> **Цитируемый отрывок**
● ● ● ● ● ● ●

У Бешенковской было чуть ли не буквально по Давиду Самойлову:  «Надо готовиться к смерти так, как готовятся к жизни».
Не знаю, успела ли она привести в порядок свои архивы (после её смерти для их публикации огромную работу проделал её муж Алексей Кузнецов – честь ему и хвала!), но знаю точно, что она отказалась от начатой было изматывающей химиотерапии, чтобы та не мешала ей работать. В результате составила книгу и написала предисловие к ней о творчестве писателей-инвалидов и чуть ли ни до последних дней писала стихи… А ещё, даже уже не вставая с постели, жадно общалась с посещающими её друзьями, дарила им, как и прежде, своё тепло и внимание. Помню, как во время нашего с поэтессой Таней Ивлевой визита долго нас не отпускала, говорила о поэзии, просила читать ей наши стихи. При этом до конца оставалась женщиной: однажды пришёл её проведать, а она из своей комнаты – Алексею: «Это Володя? Пусть он пока не заходит», и через паузу: «Уже можно». Оказалось, надевала на осквернённую химиотерапией голову парик…
Так вот, об отношении Бешенковской к себе, к делу её жизни и масштабе её личности.

● ● ● ● ● ● ●

Записи коллекции
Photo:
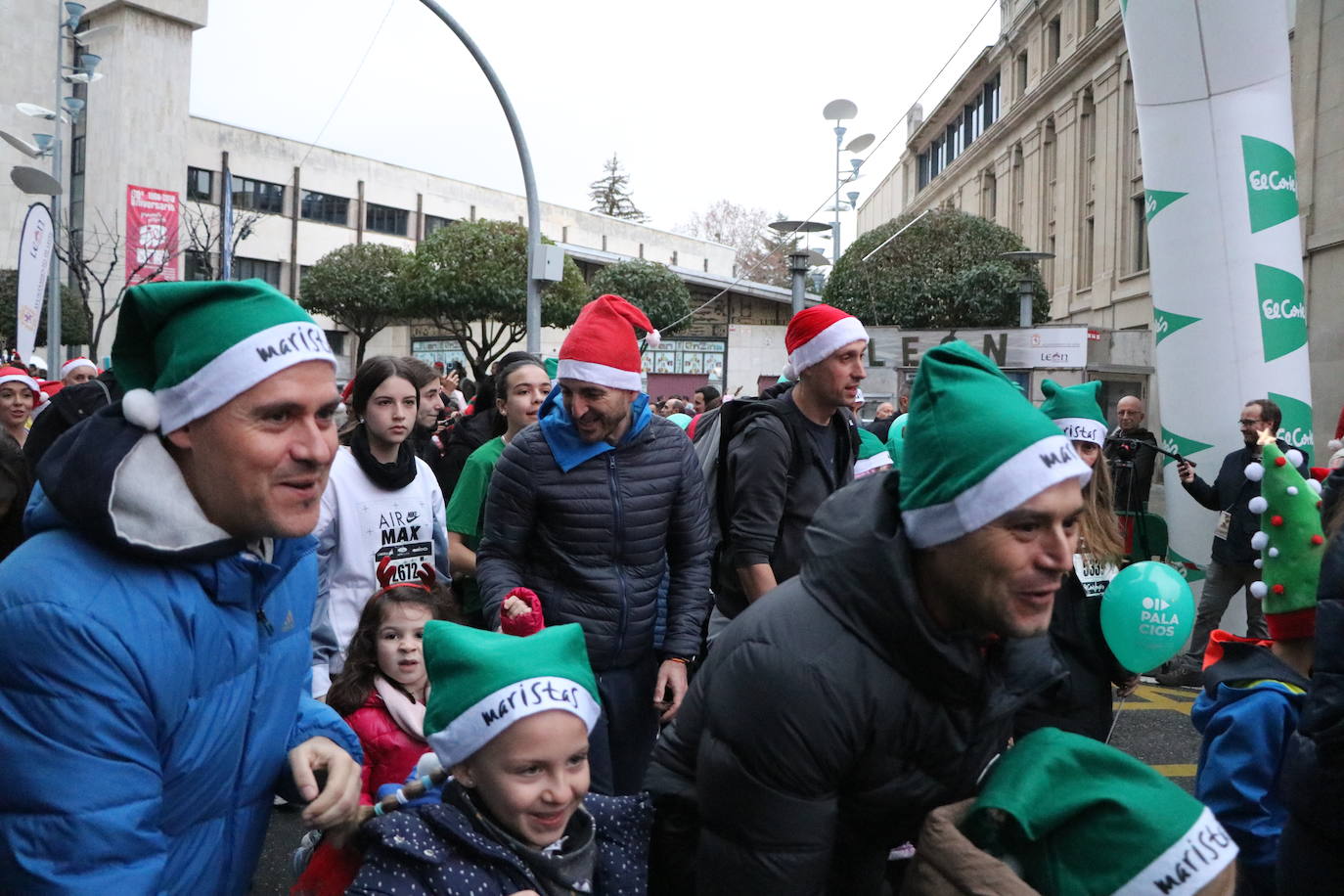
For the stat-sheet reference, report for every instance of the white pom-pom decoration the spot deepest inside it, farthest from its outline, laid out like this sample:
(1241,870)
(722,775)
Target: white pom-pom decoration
(141,409)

● ● ● ● ● ● ●

> **Что нужно сделать**
Кто, согласно отрывку о Бешенковской, проделал огромную работу для публикации её архивов после её смерти? Эти записи никак не связаны с отрывком.

> **Результат**
Её муж Алексей Кузнецов.